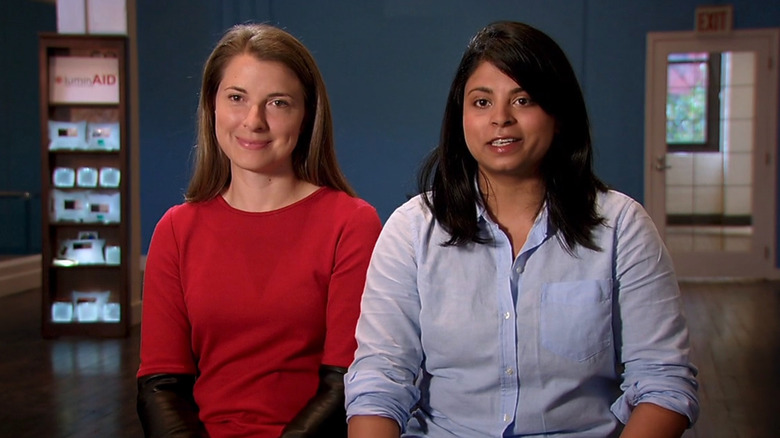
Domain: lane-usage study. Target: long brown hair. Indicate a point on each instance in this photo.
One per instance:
(536, 62)
(314, 157)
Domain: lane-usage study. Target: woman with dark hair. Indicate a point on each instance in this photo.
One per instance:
(252, 286)
(517, 295)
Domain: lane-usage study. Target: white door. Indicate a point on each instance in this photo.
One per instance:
(710, 148)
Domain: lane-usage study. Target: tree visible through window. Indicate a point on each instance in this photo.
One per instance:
(692, 102)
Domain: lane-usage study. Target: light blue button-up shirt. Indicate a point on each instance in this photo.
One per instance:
(468, 342)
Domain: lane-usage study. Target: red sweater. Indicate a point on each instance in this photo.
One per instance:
(254, 303)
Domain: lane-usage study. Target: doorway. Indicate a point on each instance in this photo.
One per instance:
(710, 148)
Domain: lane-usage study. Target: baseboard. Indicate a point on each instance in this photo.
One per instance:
(20, 274)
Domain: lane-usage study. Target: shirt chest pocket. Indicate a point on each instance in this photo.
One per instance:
(576, 318)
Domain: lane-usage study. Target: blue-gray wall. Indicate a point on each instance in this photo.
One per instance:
(387, 65)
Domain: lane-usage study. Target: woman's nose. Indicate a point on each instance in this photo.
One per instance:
(255, 118)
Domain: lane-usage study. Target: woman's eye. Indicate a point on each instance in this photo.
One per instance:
(281, 103)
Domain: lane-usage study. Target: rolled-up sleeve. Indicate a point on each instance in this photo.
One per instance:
(380, 381)
(655, 349)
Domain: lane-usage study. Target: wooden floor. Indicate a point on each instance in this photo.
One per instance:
(73, 387)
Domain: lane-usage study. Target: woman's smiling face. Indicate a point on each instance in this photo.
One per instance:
(259, 113)
(506, 131)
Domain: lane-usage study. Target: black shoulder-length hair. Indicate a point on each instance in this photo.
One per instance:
(533, 60)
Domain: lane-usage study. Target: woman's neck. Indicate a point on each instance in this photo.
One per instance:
(262, 193)
(514, 205)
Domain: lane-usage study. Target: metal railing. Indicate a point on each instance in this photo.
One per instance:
(27, 198)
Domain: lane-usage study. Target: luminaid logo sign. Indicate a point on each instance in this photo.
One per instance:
(75, 79)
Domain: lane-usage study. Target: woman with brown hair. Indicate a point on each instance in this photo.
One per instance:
(252, 286)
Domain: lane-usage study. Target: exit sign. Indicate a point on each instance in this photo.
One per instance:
(714, 19)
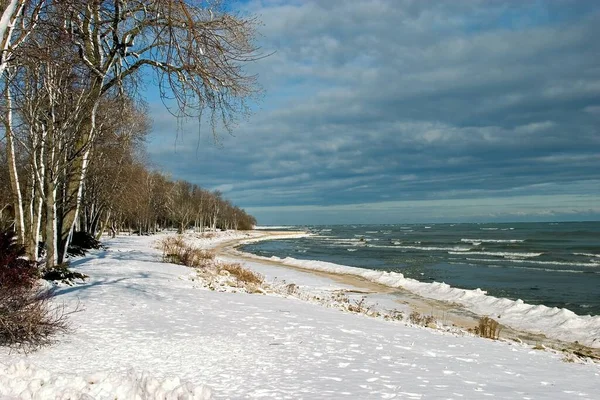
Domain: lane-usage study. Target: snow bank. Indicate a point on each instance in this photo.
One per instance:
(23, 381)
(557, 323)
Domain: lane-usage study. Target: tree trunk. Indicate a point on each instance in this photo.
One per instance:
(12, 167)
(51, 237)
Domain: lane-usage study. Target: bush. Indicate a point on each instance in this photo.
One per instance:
(177, 251)
(63, 274)
(27, 320)
(423, 320)
(242, 274)
(82, 241)
(15, 270)
(488, 328)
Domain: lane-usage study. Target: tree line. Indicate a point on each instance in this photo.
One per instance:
(70, 73)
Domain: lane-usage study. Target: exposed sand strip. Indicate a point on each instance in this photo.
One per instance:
(450, 313)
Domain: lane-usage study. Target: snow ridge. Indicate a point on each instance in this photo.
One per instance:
(557, 323)
(26, 382)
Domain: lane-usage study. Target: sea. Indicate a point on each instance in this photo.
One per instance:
(556, 264)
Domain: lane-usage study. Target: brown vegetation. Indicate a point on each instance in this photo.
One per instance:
(177, 251)
(488, 328)
(242, 274)
(28, 320)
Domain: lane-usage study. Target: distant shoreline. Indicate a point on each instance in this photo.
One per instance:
(453, 313)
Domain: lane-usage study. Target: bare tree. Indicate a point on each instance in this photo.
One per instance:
(92, 49)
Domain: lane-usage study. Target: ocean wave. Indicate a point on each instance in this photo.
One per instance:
(423, 248)
(587, 254)
(504, 254)
(558, 323)
(512, 260)
(473, 241)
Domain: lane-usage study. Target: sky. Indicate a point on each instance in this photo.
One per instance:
(400, 111)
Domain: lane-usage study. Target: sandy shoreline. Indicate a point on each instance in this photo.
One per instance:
(451, 313)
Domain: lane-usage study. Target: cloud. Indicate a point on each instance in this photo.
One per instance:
(409, 101)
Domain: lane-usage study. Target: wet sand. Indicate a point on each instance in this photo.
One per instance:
(446, 312)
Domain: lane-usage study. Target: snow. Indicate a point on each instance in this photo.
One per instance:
(148, 330)
(556, 323)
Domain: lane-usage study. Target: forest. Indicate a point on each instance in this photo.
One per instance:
(75, 123)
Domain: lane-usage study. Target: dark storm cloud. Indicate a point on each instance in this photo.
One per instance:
(372, 102)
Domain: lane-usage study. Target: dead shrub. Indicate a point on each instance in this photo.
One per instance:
(177, 251)
(292, 289)
(242, 274)
(28, 320)
(196, 258)
(488, 328)
(423, 320)
(360, 306)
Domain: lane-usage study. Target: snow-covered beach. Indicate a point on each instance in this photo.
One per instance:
(147, 329)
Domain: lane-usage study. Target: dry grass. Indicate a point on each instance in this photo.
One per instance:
(28, 320)
(177, 251)
(419, 319)
(488, 328)
(242, 274)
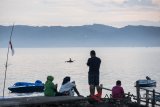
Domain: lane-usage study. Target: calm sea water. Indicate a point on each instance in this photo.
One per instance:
(125, 64)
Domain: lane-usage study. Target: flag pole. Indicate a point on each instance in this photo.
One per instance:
(6, 65)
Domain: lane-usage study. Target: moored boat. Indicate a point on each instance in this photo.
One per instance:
(26, 87)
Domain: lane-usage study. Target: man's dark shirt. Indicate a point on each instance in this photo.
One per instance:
(94, 65)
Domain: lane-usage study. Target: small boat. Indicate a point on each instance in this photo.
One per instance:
(146, 83)
(70, 60)
(26, 87)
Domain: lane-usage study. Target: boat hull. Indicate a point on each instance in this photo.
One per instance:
(26, 89)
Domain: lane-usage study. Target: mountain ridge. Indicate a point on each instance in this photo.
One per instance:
(96, 35)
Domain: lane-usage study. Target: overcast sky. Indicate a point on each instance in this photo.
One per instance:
(80, 12)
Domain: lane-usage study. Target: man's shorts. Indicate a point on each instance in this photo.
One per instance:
(93, 79)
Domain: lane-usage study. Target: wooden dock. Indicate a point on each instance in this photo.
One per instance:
(40, 101)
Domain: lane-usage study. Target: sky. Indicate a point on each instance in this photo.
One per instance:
(115, 13)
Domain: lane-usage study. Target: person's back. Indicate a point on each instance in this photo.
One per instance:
(49, 87)
(94, 64)
(117, 91)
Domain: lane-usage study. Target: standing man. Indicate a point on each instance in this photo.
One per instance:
(93, 74)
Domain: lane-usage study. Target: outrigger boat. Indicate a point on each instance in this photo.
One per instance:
(26, 87)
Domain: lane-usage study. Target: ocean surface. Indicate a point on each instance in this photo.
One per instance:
(127, 64)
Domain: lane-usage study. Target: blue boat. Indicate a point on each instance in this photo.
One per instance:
(26, 87)
(146, 83)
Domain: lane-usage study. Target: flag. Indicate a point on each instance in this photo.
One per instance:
(11, 47)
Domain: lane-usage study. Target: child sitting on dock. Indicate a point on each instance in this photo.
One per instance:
(68, 88)
(51, 88)
(117, 91)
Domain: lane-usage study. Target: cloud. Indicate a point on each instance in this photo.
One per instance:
(78, 12)
(156, 2)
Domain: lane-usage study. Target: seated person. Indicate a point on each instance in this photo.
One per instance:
(51, 88)
(117, 91)
(68, 88)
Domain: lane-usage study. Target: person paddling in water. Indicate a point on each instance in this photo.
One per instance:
(70, 60)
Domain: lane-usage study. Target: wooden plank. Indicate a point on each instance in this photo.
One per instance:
(39, 100)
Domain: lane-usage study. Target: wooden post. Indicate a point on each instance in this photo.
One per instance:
(153, 99)
(138, 93)
(147, 98)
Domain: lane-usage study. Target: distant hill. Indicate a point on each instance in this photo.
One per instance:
(96, 35)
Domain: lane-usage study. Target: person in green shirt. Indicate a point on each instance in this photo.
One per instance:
(50, 88)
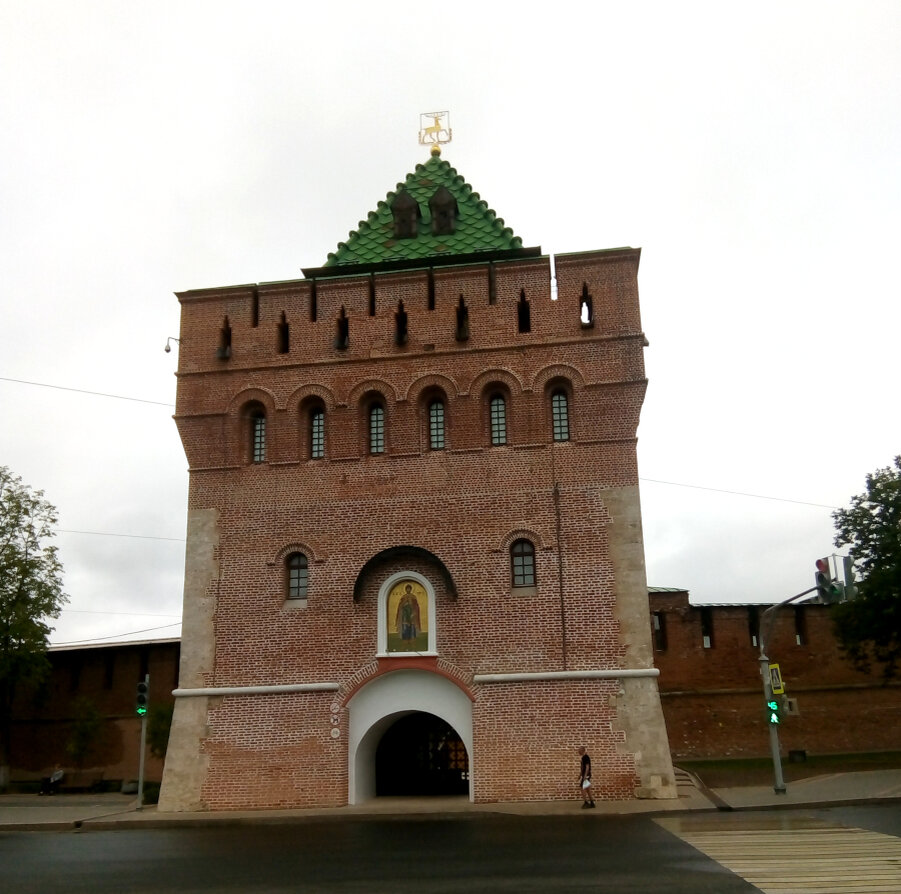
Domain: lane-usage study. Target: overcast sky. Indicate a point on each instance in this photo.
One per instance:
(752, 151)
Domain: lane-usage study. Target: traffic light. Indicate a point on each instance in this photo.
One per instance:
(141, 699)
(828, 589)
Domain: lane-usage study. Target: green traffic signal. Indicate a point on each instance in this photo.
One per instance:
(141, 699)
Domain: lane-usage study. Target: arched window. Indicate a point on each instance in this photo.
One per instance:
(258, 436)
(436, 424)
(376, 429)
(498, 413)
(317, 433)
(298, 576)
(560, 415)
(522, 563)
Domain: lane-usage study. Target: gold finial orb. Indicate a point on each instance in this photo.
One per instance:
(434, 129)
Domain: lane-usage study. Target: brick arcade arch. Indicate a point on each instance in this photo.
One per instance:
(427, 706)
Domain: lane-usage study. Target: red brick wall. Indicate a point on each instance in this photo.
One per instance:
(713, 698)
(105, 678)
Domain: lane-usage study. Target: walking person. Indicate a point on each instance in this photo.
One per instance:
(585, 779)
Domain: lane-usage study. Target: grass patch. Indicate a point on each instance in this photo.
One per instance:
(759, 770)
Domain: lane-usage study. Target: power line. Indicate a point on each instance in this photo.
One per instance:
(86, 611)
(95, 639)
(139, 400)
(112, 534)
(717, 490)
(737, 493)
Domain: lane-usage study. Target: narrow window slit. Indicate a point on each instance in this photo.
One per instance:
(400, 324)
(462, 320)
(342, 335)
(523, 313)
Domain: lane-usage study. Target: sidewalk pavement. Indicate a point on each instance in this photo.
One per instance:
(24, 813)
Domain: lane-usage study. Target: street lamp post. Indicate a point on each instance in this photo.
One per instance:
(765, 626)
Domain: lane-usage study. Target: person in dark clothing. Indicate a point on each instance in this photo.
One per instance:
(585, 779)
(50, 784)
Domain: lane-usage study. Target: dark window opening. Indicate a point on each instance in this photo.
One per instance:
(224, 351)
(443, 208)
(75, 675)
(586, 308)
(284, 335)
(707, 628)
(498, 411)
(462, 320)
(298, 576)
(523, 313)
(436, 425)
(400, 325)
(560, 415)
(800, 626)
(405, 211)
(317, 434)
(258, 437)
(658, 626)
(342, 331)
(522, 560)
(376, 429)
(421, 755)
(754, 626)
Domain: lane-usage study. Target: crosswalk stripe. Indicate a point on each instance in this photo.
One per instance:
(819, 859)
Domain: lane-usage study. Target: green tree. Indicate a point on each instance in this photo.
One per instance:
(31, 593)
(868, 628)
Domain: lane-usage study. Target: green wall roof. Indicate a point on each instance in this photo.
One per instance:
(478, 228)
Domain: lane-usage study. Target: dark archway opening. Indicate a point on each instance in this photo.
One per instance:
(420, 755)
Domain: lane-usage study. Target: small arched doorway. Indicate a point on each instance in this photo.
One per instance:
(421, 754)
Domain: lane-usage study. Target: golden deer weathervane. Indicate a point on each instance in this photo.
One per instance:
(434, 129)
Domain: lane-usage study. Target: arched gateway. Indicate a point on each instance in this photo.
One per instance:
(415, 707)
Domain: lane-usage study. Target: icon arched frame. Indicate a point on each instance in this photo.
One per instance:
(391, 640)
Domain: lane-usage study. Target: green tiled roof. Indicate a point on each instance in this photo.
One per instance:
(477, 229)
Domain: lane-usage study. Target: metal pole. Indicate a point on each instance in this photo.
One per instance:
(779, 782)
(765, 625)
(143, 748)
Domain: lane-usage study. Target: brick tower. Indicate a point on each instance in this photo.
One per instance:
(414, 558)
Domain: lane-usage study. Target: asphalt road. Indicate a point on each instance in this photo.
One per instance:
(462, 854)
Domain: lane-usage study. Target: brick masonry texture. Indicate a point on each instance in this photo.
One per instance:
(460, 508)
(713, 697)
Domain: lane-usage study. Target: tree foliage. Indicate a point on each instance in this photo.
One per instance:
(31, 591)
(868, 628)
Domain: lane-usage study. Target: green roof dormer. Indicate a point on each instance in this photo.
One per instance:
(433, 215)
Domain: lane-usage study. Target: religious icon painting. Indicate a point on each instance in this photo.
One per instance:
(407, 621)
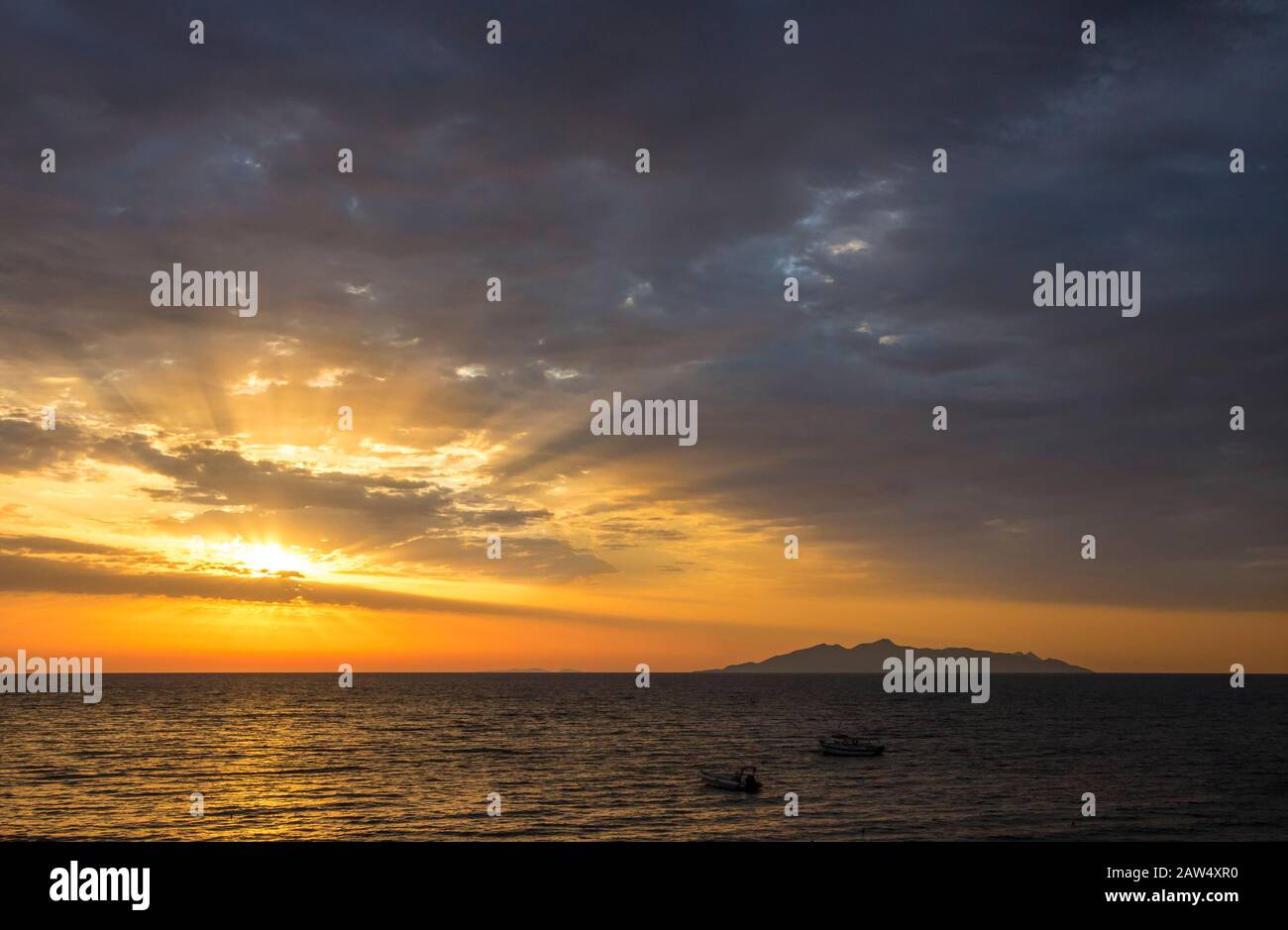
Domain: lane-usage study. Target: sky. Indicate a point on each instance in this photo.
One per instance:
-=-=-
_WHAT IS BEING ASKED_
Only the lines from the start of the records to the line with "Domain: lane-usage study. Target: white" belong in the copy. Print them exactly, minus pictures.

_EXERCISE OUTPUT_
Domain: lane-usage study. Target: long brown hair. Indicate a point on each instance in this photo.
One per instance:
(536, 62)
(314, 157)
Domain: lane-usage study. Target: woman with dark hair. Indicate a point on each instance in this photo.
One per instance:
(252, 286)
(517, 295)
Domain: lane-usage study. Target: white door. Indicate a point on each instance in this photo.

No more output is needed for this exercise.